[TRY IT] I need the lines below from the one with "Task: locate the lace" down to the one with "Task: locate the religious" reproduced exactly, both ends included, and nothing else.

[MATERIAL FOR THIS TASK]
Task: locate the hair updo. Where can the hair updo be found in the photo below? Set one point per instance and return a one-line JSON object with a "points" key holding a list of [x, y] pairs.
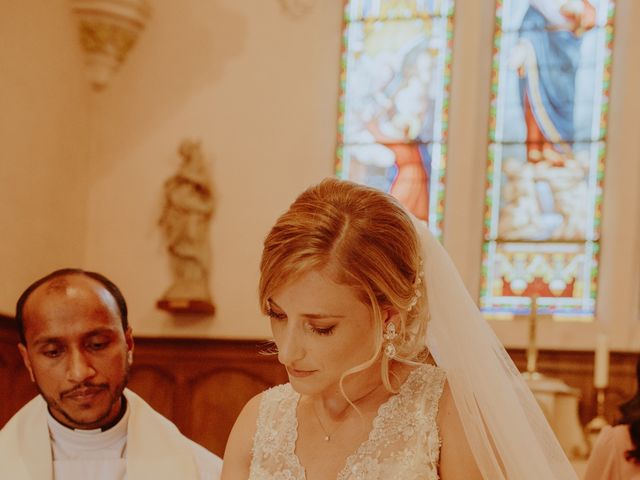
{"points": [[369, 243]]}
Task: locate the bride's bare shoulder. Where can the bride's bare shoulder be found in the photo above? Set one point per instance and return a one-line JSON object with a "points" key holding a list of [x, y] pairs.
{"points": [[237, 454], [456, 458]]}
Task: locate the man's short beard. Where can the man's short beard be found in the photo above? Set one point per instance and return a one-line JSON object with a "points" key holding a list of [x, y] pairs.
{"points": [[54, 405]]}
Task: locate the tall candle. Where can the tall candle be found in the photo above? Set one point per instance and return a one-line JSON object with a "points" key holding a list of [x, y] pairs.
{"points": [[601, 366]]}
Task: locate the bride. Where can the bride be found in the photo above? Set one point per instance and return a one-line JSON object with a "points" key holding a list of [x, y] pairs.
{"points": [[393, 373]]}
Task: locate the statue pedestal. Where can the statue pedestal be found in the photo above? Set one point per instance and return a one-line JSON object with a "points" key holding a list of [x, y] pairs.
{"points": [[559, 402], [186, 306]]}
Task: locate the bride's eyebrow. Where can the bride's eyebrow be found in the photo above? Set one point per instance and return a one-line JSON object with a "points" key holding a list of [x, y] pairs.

--

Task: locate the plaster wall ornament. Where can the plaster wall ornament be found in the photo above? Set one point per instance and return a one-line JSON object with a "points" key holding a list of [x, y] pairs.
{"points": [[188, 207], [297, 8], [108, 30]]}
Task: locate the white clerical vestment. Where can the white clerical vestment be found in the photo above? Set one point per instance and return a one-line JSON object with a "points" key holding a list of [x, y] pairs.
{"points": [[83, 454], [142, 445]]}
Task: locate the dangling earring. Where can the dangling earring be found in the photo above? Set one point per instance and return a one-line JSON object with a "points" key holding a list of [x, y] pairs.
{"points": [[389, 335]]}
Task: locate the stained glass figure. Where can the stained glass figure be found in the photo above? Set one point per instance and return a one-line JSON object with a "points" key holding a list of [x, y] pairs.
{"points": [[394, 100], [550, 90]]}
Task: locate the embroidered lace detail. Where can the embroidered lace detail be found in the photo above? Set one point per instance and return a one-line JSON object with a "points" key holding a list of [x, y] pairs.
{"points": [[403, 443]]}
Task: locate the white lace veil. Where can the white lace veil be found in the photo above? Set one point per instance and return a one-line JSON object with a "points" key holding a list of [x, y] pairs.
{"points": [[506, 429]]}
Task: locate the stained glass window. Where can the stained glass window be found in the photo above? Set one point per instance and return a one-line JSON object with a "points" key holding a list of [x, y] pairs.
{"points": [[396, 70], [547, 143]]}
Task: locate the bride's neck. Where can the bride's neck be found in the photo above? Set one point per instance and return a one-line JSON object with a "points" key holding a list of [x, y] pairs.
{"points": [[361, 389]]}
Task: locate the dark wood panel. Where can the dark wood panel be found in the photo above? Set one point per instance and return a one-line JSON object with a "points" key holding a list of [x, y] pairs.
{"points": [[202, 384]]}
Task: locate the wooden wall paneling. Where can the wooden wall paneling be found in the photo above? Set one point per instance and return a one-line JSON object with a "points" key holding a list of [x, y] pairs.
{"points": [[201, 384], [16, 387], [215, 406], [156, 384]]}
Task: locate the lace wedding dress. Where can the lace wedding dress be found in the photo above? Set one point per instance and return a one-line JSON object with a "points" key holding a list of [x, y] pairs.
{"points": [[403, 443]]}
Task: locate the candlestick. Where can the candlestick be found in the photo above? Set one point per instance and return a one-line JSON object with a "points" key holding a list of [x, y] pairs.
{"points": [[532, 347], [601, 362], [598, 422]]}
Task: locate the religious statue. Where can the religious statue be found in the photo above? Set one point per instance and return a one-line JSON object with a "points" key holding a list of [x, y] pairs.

---

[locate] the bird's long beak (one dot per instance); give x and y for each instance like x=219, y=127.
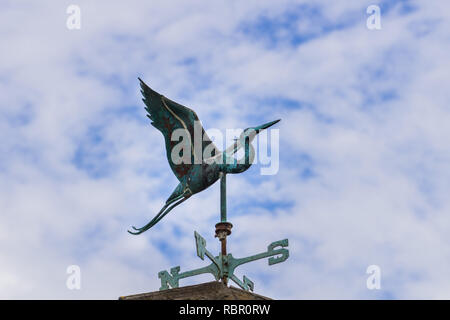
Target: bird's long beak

[OUTPUT OF THE EXERCISE]
Task: locate the lace wedding dress. Where can the lace wedding dress be found in the photo above? Set one point per instance and return a one-line JSON object with a "points" key holding a list of [x, y] pairs.
{"points": [[403, 443]]}
Task: locate the candlestick. Where can the candlestick be found in the photo above? Set one point per instance and return a one-line JSON object with a "points" key holding a list of [x, y] pairs.
{"points": [[532, 347], [601, 362], [598, 422]]}
Task: locate the religious statue. Where can the religious statue be found in the photo above? Set one point per instance and return a one-line JSON object with a "points" key holding a list of [x, y] pairs.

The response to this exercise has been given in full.